What the task asks: Each line that follows should be printed again exactly as it stands.
====== Entries provided
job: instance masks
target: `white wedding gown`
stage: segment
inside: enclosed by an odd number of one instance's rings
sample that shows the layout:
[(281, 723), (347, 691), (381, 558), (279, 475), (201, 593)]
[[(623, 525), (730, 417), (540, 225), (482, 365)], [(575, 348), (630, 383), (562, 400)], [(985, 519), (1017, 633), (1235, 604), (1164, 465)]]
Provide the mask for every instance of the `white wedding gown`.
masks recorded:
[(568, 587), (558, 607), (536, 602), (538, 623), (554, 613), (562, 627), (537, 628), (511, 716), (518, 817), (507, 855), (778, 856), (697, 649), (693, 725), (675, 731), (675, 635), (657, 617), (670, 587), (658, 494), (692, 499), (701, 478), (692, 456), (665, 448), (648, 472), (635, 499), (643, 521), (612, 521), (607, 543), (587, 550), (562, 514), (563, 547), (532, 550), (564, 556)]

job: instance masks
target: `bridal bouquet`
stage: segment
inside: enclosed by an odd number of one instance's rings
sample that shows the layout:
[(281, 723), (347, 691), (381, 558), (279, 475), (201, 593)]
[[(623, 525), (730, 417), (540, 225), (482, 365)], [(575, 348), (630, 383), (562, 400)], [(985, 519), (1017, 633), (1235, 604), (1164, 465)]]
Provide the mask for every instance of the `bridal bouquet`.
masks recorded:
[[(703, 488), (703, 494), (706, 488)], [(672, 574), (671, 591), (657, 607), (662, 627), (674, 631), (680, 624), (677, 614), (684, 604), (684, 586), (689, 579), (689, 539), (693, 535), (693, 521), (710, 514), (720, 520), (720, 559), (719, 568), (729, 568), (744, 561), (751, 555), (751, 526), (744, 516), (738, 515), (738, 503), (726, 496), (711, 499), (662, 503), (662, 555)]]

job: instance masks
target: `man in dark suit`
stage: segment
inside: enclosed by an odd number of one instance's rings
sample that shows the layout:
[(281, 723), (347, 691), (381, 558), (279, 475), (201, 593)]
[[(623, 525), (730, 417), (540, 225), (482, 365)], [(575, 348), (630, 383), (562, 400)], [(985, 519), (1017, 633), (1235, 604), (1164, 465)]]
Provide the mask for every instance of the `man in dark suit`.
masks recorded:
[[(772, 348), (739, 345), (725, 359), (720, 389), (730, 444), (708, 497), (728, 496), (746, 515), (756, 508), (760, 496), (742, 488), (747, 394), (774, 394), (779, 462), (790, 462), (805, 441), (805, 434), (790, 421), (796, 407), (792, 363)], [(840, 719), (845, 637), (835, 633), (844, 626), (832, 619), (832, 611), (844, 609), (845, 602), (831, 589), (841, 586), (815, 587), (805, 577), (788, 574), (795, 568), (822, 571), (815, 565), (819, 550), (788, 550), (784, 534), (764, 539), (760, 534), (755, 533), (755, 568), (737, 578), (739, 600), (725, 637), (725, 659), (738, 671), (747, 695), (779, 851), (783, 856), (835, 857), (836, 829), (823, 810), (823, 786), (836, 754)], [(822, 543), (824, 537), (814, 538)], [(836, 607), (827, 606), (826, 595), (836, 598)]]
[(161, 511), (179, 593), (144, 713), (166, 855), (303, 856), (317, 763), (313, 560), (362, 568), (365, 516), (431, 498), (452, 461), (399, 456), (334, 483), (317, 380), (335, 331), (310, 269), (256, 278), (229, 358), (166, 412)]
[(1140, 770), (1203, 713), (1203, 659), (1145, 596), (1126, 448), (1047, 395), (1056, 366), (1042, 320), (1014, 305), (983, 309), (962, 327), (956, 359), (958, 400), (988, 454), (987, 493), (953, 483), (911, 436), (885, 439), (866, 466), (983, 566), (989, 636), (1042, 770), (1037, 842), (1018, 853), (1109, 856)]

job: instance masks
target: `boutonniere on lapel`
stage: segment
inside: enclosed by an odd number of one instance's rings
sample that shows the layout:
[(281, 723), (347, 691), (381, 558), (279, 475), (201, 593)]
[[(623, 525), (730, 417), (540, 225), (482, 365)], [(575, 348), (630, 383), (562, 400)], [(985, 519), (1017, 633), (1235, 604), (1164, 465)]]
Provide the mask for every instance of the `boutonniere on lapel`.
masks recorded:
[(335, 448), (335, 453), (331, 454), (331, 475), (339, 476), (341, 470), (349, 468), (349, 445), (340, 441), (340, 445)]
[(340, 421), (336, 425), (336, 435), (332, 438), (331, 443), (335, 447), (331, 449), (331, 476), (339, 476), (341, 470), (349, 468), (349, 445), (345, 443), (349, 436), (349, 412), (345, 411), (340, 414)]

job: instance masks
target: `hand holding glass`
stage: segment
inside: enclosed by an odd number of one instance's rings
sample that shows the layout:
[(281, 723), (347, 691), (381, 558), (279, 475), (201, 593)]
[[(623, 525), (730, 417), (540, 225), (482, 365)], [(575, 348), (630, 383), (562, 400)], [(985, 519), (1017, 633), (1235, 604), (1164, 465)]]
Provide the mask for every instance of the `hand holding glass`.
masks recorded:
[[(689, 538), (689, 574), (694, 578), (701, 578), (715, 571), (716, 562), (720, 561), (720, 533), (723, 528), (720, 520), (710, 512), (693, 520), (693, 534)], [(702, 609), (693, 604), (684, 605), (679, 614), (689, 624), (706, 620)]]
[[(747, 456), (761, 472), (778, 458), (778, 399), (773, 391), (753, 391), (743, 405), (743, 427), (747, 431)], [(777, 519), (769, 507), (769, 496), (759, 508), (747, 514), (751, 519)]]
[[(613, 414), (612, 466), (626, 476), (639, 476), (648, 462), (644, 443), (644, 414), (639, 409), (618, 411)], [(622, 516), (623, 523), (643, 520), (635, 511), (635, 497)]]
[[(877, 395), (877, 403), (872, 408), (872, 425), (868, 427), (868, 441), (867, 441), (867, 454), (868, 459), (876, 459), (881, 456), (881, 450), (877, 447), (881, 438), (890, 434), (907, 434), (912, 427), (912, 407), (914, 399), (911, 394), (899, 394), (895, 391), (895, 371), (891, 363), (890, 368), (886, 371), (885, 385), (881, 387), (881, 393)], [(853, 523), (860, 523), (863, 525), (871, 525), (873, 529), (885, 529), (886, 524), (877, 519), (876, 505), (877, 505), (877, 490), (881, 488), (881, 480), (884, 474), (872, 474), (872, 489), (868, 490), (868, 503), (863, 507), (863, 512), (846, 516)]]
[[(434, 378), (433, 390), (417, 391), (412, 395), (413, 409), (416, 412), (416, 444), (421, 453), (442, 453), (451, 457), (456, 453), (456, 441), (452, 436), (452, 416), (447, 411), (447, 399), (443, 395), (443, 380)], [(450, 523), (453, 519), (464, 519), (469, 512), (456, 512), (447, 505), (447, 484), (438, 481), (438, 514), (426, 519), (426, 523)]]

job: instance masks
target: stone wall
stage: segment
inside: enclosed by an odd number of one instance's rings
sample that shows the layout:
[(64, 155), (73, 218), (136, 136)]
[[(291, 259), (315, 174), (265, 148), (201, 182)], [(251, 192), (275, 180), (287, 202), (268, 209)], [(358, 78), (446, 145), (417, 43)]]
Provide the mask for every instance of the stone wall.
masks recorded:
============
The result:
job: instance masks
target: `white wedding gown`
stage: segment
inside: enclosed by an odd number of one instance's rings
sample that shows the layout:
[(281, 723), (347, 691), (381, 558), (279, 475), (201, 593)]
[[(623, 525), (730, 417), (540, 225), (482, 365)], [(575, 348), (630, 383), (562, 400)], [(985, 519), (1017, 633), (1235, 604), (1164, 465)]]
Provide the mask for every instance of the `white wedding gown`.
masks recorded:
[(568, 587), (558, 607), (536, 602), (538, 623), (554, 613), (562, 627), (537, 628), (511, 716), (518, 817), (507, 855), (778, 856), (697, 649), (693, 725), (675, 731), (675, 635), (657, 617), (670, 587), (658, 494), (692, 499), (701, 478), (692, 456), (665, 448), (648, 472), (635, 499), (643, 521), (612, 521), (607, 543), (587, 550), (562, 514), (563, 547), (532, 550), (564, 556)]

job: instance masks
target: `bridal bouquet`
stage: segment
inside: enclosed by an odd number of one instance's rings
sample that shows the layout:
[(281, 723), (347, 691), (381, 558), (279, 475), (201, 593)]
[[(623, 525), (730, 417), (540, 225), (482, 365)], [(575, 348), (630, 383), (562, 400)], [(985, 519), (1017, 633), (1235, 604), (1164, 465)]]
Provide the mask for every instance of the `bridal bouquet`.
masks recorded:
[[(703, 488), (703, 494), (706, 488)], [(672, 574), (671, 591), (657, 607), (662, 627), (674, 631), (680, 624), (677, 614), (684, 604), (684, 586), (689, 579), (689, 539), (693, 535), (693, 521), (710, 514), (720, 520), (720, 559), (719, 568), (729, 568), (744, 561), (751, 555), (751, 526), (744, 516), (738, 515), (738, 503), (726, 496), (711, 499), (662, 503), (662, 555)]]

job: instance masks
target: `man in dark suit`
stage: segment
inside: enclosed by an odd number of one instance's rings
sample that shows the layout:
[(281, 723), (347, 691), (381, 558), (279, 475), (201, 593)]
[[(623, 525), (730, 417), (540, 225), (482, 365)], [(575, 348), (630, 383), (562, 400)], [(985, 519), (1017, 633), (1235, 604), (1164, 465)]]
Provide the mask for every instance of the `man in dark suit`.
masks recorded:
[[(772, 348), (739, 345), (725, 359), (720, 389), (730, 444), (708, 497), (728, 496), (746, 515), (756, 508), (760, 496), (742, 488), (747, 394), (774, 394), (779, 462), (790, 462), (805, 441), (805, 434), (790, 421), (796, 407), (792, 363)], [(840, 719), (845, 637), (835, 633), (844, 626), (832, 619), (832, 611), (844, 609), (845, 602), (831, 589), (841, 586), (815, 587), (805, 577), (788, 574), (795, 568), (822, 571), (815, 565), (819, 550), (788, 550), (784, 534), (764, 539), (760, 534), (755, 533), (755, 568), (737, 578), (739, 600), (725, 637), (725, 659), (738, 671), (747, 695), (779, 851), (783, 856), (835, 857), (836, 829), (823, 810), (823, 786), (836, 754)], [(822, 543), (824, 537), (814, 538)], [(836, 607), (827, 606), (826, 595), (836, 598)]]
[(161, 511), (179, 593), (144, 713), (166, 855), (303, 856), (317, 763), (313, 560), (362, 568), (365, 516), (431, 498), (452, 461), (399, 456), (334, 483), (317, 380), (335, 331), (310, 269), (256, 278), (229, 358), (166, 412)]
[(1140, 770), (1203, 713), (1203, 659), (1145, 596), (1126, 448), (1047, 395), (1056, 366), (1042, 320), (1014, 305), (983, 309), (962, 327), (956, 359), (958, 400), (988, 454), (987, 493), (953, 483), (911, 436), (885, 439), (866, 466), (983, 566), (989, 636), (1042, 770), (1037, 842), (1018, 853), (1109, 856)]

job: instance masks
target: `boutonniere on lapel`
stage: segment
inside: enclosed by an odd number of one instance's rings
sample that shows the layout:
[(281, 723), (347, 691), (381, 558), (279, 475), (201, 593)]
[[(623, 525), (730, 417), (540, 225), (482, 365)], [(575, 348), (630, 383), (562, 400)], [(985, 519), (1017, 633), (1235, 604), (1164, 465)]]
Provide the mask for every instance of the `boutonniere on lapel`.
masks recorded:
[(335, 448), (335, 453), (331, 454), (331, 475), (339, 476), (341, 470), (349, 468), (349, 445), (340, 441), (340, 445)]
[(340, 421), (336, 425), (336, 435), (332, 438), (331, 443), (335, 447), (331, 449), (331, 476), (339, 476), (341, 470), (349, 468), (349, 445), (345, 443), (349, 436), (349, 412), (345, 411), (340, 414)]

job: instance masks
target: `hand holding glass`
stage: segment
inside: enclosed by an odd number of one instance's rings
sample that shows the layout:
[(281, 723), (347, 691), (381, 558), (279, 475), (201, 593)]
[[(623, 525), (730, 417), (540, 225), (482, 365)], [(575, 348), (630, 383), (562, 400)], [(985, 519), (1017, 633), (1235, 604), (1164, 465)]]
Provide the mask for every instance of the `hand holding glass`.
masks recorded:
[[(689, 538), (689, 574), (694, 578), (701, 578), (715, 571), (716, 562), (720, 561), (720, 533), (723, 528), (720, 520), (710, 512), (693, 520), (693, 534)], [(702, 609), (693, 604), (684, 605), (679, 614), (689, 624), (706, 620)]]
[[(747, 456), (761, 472), (778, 458), (778, 399), (773, 391), (753, 391), (743, 405), (743, 427), (747, 431)], [(777, 519), (769, 507), (769, 496), (759, 508), (747, 514), (751, 519)]]
[[(613, 414), (612, 466), (626, 476), (639, 476), (648, 462), (644, 443), (644, 414), (639, 409), (618, 411)], [(622, 516), (623, 523), (643, 520), (635, 511), (635, 497)]]
[[(877, 395), (877, 403), (872, 408), (872, 425), (868, 427), (868, 441), (867, 441), (867, 454), (868, 459), (876, 459), (881, 456), (881, 450), (877, 447), (881, 438), (890, 434), (907, 434), (912, 427), (912, 407), (914, 399), (911, 394), (899, 394), (895, 391), (895, 371), (891, 363), (890, 368), (886, 371), (885, 385), (881, 387), (881, 393)], [(853, 523), (860, 523), (863, 525), (871, 525), (873, 529), (885, 529), (886, 524), (877, 519), (876, 505), (877, 505), (877, 490), (881, 488), (881, 480), (884, 474), (872, 474), (872, 489), (868, 490), (868, 503), (863, 507), (863, 512), (846, 516)]]
[[(434, 378), (433, 390), (417, 391), (412, 395), (413, 409), (416, 412), (416, 444), (421, 453), (442, 453), (451, 457), (456, 453), (456, 441), (452, 436), (452, 416), (447, 411), (447, 399), (443, 395), (443, 380)], [(450, 523), (453, 519), (464, 519), (469, 512), (456, 512), (447, 505), (447, 484), (438, 481), (438, 514), (426, 519), (426, 523)]]

job: instance masks
target: stone wall
stage: segment
inside: enclosed by an odd number of one instance's rings
sample that shows the layout:
[(64, 155), (73, 218), (136, 136)]
[[(291, 259), (315, 174), (265, 148), (201, 182)], [(251, 192), (275, 180), (287, 202), (268, 209)], [(358, 78), (446, 145), (417, 43)]]
Provide the mask for every instance of the stone wall.
masks recorded:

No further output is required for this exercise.